▶ Your goal
This exercise calls for every record to be returned exactly, with pictures removed.

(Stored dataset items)
- Opening Delimiter -

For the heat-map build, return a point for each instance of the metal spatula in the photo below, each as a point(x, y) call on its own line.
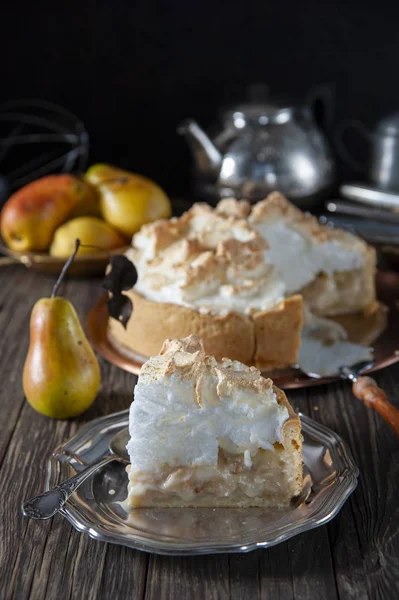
point(319, 359)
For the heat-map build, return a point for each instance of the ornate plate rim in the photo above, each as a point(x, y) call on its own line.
point(82, 522)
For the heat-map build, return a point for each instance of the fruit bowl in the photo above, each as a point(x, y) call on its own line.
point(87, 264)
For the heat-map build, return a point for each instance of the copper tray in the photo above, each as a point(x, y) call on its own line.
point(87, 264)
point(386, 347)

- Closing Delimiter -

▶ Solution below
For the heat-map build, return a point for each instance of the metal spatula in the photo below, each as a point(x, y) call on its own line.
point(319, 359)
For the heat-map build, return a point for each instance of the ornate plate rim in the photo above, each as a point(x, y) call on its own line.
point(82, 522)
For the heat-map build, return a point for each instance of the fruit bowl in the photo above, each as a point(x, y) call on its own line.
point(87, 264)
For the heat-map build, return a point for each instance of the copper tray in the photo above, each as a point(x, y) call on its own line.
point(87, 264)
point(386, 347)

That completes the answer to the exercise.